::: TRECHO DOS DADOS

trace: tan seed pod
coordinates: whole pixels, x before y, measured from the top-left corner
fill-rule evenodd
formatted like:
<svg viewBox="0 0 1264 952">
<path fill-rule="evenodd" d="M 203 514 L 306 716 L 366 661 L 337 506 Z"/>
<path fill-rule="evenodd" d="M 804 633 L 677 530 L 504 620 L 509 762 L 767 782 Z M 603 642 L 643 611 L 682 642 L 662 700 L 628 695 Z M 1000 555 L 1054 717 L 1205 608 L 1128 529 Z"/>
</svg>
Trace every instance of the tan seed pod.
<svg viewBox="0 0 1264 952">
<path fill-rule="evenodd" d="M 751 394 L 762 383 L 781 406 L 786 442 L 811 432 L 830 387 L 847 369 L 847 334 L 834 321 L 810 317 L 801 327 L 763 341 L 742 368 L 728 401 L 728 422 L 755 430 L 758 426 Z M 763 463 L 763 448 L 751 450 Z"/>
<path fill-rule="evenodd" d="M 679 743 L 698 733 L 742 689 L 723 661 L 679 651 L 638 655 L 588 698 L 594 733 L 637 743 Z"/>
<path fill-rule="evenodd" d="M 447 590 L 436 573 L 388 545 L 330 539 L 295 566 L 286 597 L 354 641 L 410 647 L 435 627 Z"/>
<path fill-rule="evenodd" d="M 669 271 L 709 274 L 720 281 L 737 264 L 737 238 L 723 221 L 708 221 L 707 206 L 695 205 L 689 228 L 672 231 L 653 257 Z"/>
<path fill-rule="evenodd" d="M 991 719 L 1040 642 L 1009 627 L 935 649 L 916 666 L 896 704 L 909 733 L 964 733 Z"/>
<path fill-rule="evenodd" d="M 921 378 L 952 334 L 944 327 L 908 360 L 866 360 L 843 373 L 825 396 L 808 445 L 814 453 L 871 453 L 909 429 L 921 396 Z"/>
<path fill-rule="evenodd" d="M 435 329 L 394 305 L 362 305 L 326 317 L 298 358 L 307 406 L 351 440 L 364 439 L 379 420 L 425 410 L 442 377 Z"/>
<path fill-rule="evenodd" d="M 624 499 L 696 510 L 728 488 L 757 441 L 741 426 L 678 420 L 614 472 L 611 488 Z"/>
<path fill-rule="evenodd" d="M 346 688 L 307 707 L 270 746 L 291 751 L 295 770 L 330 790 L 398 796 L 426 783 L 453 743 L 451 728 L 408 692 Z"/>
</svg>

::::::

**INSTRUÇÕES DO EXERCÍCIO**
Por favor, converta em uma lista JSON de strings os registros do início até a linha que contém "921 378 L 952", inclusive, com uma string por linha e sem as linhas em branco. Inclua somente essas linhas.

**RESPOSTA**
[
  "trace: tan seed pod",
  "coordinates: whole pixels, x before y, measured from the top-left corner",
  "fill-rule evenodd",
  "formatted like:",
  "<svg viewBox=\"0 0 1264 952\">",
  "<path fill-rule=\"evenodd\" d=\"M 203 514 L 306 716 L 366 661 L 337 506 Z\"/>",
  "<path fill-rule=\"evenodd\" d=\"M 804 633 L 677 530 L 504 620 L 509 762 L 767 782 Z M 603 642 L 643 611 L 682 642 L 662 700 L 628 695 Z M 1000 555 L 1054 717 L 1205 608 L 1128 529 Z\"/>",
  "</svg>",
  "Trace every instance of the tan seed pod.",
  "<svg viewBox=\"0 0 1264 952\">",
  "<path fill-rule=\"evenodd\" d=\"M 751 394 L 762 383 L 781 406 L 786 442 L 811 432 L 830 387 L 847 369 L 847 334 L 834 321 L 810 317 L 801 327 L 763 341 L 742 368 L 728 401 L 728 422 L 755 430 L 758 426 Z M 763 463 L 763 448 L 751 450 Z\"/>",
  "<path fill-rule=\"evenodd\" d=\"M 679 743 L 698 733 L 742 689 L 723 661 L 679 651 L 638 655 L 588 698 L 594 733 L 637 743 Z\"/>",
  "<path fill-rule=\"evenodd\" d=\"M 447 590 L 436 573 L 388 545 L 330 539 L 295 566 L 286 597 L 354 641 L 410 647 L 435 627 Z\"/>",
  "<path fill-rule=\"evenodd\" d=\"M 669 271 L 709 274 L 720 281 L 737 264 L 737 238 L 723 221 L 708 221 L 707 206 L 695 205 L 689 228 L 672 231 L 653 257 Z\"/>",
  "<path fill-rule=\"evenodd\" d=\"M 991 719 L 1040 642 L 1009 627 L 935 649 L 916 666 L 896 704 L 909 733 L 964 733 Z\"/>",
  "<path fill-rule=\"evenodd\" d=\"M 921 378 L 952 334 L 944 327 L 908 360 L 866 360 L 843 373 L 825 396 L 808 445 L 814 453 L 871 453 L 909 429 L 921 396 Z\"/>"
]